- Instructions to follow
Copy the stretch of the blog post about mapping below from "It started to" through "episode from here.", word for word.

- Document segment
-- Opening Marker --
1.29.2013

My Romance with Mapping

Okay, so I'm in the early stages of love with my new favorite inspiration: cartography.
It's become more than a casual fling: now I am buying books on the subject.

It started to get deep a few weeks ago when I was listening to This American Life on NPR. Author Denis Wood was discussing his new book (not yet released but I already pre-ordered it on Amazon) Denis Wood: Everything Sings, 2nd Revised Edition: Maps for a Narrative Atlas, in which he diagrams seemingly mundane details in his own neighborhood. The result is a fascinating, revealing, and often poetic look into demographics and geography... I was salivating by the end of the interview, and even went into work a couple of minutes late so I could hear all of it. I can't do this interview justice, so you can stream the entire episode from here.


I've always been attracted to art with obsessive tendencies.  Ritual, repetition, and collection seem to combine acts both hyper-cerebral and empty/meditative. It's a good place to be if you want to tap into deeper creativity (as an artist) or deeper connection (as a witness). 


This is not all-new territory for me; obsessive repetition was a common feature in my work over the last few years as I explored the phenomenon of deja vu, and its (personally) sinister role as a harbinger of a seizure.

But the new appeal is in adding the dimensions of space and time to create a diagram of some otherwise invisible truth. Denis Wood reminded me that anything can be mapped. The cover of his book features a geographic layout of carved pumpkin faces in his town. The areas of highly concentrated pumpkins correlated to wealthy areas, while the pumpkin-less deserts were confined to poorer areas. This raises questions. Is it merely a matter of the cost of the pumpkins being prohibitive? Or is there an element of neighborly expectations at work in the wealthier neighborhoods? One map of pumpkin placement is just one piece of a puzzle with infinite pieces; as more are collected and compared,  more questions can be raised, and more truths can be revealed.
-- Closing Marker --
Saved entries:
-- Opening Marker --
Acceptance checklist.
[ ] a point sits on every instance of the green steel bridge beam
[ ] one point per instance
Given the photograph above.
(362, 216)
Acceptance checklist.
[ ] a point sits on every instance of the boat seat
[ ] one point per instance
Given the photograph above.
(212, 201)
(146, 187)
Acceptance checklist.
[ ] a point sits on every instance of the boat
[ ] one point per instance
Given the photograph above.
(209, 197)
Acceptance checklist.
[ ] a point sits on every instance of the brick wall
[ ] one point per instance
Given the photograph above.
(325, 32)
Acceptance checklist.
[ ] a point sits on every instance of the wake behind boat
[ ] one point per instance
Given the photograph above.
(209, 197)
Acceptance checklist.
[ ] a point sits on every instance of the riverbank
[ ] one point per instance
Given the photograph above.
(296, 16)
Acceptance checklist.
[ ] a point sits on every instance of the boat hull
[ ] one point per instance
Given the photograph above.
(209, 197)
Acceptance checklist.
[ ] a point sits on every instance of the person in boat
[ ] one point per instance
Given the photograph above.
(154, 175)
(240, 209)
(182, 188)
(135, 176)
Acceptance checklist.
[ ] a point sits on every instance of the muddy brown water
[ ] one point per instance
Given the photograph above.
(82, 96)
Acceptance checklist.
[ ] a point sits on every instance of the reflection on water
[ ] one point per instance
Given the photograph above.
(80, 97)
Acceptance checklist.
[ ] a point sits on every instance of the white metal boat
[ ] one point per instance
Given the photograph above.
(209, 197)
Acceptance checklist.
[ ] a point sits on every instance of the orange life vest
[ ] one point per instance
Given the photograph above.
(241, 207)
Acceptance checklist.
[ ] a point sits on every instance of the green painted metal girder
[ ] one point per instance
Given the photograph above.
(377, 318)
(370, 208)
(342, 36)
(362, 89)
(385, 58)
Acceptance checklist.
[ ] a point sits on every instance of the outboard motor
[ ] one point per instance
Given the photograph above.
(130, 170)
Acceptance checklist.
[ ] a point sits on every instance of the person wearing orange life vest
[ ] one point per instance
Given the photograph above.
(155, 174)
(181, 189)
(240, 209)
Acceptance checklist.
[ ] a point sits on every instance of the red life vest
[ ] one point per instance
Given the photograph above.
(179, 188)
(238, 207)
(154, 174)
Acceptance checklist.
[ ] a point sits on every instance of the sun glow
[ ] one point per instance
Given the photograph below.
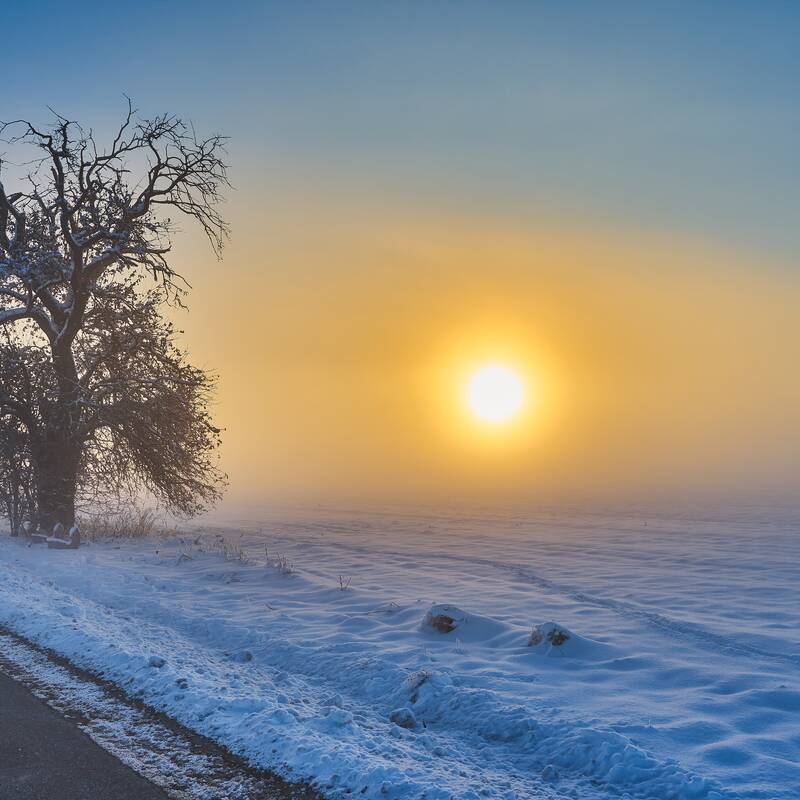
-- Closing Marker --
- Output for this exercise
It started to get deep a few weeks ago when I was listening to This American Life on NPR. Author Denis Wood was discussing his new book (not yet released but I already pre-ordered it on Amazon) Denis Wood: Everything Sings, 2nd Revised Edition: Maps for a Narrative Atlas, in which he diagrams seemingly mundane details in his own neighborhood. The result is a fascinating, revealing, and often poetic look into demographics and geography... I was salivating by the end of the interview, and even went into work a couple of minutes late so I could hear all of it. I can't do this interview justice, so you can stream the entire episode from here.